### Consegna:
Individui nei dati sottostanti ogni riga che contiene la stringa "white" e la trascriva per intero, distinguendo tra maiuscole e minuscole.

═════ Dati da esaminare

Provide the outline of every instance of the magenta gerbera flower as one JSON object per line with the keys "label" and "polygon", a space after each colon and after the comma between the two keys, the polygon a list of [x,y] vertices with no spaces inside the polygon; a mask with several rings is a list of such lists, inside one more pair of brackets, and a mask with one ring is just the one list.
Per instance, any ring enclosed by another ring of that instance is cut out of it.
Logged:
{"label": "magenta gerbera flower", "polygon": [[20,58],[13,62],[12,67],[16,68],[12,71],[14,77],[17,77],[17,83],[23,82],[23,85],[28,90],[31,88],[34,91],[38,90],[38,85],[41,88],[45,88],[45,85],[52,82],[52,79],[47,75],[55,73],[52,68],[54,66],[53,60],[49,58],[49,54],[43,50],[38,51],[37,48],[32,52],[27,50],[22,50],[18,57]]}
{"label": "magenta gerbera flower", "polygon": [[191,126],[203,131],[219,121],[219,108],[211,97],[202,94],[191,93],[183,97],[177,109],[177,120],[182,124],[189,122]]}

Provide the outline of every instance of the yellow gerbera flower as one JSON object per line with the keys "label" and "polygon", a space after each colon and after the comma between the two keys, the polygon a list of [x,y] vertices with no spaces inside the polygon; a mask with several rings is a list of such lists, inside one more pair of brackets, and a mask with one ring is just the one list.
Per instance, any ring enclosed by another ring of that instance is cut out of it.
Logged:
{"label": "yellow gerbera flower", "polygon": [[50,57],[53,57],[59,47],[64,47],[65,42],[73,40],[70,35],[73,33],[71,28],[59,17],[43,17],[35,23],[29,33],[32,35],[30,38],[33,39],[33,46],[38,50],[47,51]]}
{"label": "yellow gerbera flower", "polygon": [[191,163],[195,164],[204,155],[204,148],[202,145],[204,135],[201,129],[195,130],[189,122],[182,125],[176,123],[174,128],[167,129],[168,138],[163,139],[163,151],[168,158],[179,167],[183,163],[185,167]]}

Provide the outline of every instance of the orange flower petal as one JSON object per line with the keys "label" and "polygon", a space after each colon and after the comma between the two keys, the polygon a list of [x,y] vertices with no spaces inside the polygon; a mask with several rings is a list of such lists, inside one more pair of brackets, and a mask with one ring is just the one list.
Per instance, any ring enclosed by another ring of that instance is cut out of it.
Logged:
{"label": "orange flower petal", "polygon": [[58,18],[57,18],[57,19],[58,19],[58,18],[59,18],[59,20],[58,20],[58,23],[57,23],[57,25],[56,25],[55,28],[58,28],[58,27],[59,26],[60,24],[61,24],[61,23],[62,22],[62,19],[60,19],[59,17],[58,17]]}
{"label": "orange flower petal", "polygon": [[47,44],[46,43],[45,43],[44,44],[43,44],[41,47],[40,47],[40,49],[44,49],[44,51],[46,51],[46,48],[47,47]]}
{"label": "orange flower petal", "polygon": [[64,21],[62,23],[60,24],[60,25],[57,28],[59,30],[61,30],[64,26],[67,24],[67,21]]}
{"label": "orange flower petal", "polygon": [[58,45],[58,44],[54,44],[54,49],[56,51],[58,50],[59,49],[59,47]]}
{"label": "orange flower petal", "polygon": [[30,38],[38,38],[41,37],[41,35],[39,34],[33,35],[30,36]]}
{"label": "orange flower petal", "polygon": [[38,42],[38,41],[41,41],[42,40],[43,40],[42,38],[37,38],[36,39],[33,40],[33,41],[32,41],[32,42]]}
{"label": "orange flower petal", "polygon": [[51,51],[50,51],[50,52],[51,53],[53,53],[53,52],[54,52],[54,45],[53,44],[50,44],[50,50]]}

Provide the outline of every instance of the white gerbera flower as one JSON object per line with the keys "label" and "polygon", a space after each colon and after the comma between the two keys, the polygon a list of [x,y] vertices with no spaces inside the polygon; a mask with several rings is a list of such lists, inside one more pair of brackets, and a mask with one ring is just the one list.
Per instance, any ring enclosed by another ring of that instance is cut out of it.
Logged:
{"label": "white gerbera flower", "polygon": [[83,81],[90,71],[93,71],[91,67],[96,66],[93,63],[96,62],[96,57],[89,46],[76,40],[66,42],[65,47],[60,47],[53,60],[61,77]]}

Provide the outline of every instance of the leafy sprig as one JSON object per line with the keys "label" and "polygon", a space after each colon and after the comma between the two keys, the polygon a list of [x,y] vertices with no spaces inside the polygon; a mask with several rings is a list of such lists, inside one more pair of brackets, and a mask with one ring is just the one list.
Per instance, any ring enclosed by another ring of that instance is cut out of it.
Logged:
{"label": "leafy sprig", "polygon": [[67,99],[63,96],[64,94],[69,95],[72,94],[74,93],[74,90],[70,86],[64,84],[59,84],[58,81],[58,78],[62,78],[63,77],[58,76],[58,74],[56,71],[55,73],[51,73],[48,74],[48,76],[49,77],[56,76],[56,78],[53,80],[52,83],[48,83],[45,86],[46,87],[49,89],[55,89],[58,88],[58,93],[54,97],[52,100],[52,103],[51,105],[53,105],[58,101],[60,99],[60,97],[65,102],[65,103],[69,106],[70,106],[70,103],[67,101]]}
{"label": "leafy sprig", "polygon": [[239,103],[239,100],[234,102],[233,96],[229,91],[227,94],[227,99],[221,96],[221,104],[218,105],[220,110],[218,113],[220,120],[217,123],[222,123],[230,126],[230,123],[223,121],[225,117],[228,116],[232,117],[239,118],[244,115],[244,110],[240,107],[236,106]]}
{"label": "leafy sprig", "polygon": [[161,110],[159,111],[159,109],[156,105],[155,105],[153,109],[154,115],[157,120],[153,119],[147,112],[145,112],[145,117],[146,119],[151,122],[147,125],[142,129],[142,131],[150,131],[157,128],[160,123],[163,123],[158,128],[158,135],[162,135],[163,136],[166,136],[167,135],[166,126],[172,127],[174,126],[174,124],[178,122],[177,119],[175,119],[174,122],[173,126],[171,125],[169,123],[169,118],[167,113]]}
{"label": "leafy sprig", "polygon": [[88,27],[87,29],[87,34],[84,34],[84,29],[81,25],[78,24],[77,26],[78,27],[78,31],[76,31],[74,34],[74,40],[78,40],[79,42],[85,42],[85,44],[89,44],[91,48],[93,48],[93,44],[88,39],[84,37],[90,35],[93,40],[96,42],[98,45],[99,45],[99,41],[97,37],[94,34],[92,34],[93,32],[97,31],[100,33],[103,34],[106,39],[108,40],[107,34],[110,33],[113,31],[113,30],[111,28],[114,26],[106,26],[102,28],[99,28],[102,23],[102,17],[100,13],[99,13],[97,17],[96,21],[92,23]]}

══════════

### Risultato:
Provide the outline of every instance of the white gerbera flower as one JSON object per line with the keys "label" and "polygon", a space after each colon and after the comma between the two keys, the polygon a list of [x,y] vertices with no spaces inside the polygon; a mask with several rings is a list of such lists, inside one more pair of brackets, and a mask with one ring is just the one list.
{"label": "white gerbera flower", "polygon": [[83,81],[90,71],[93,71],[91,67],[96,66],[93,63],[96,62],[96,57],[89,46],[76,40],[66,42],[65,47],[60,47],[53,60],[61,77]]}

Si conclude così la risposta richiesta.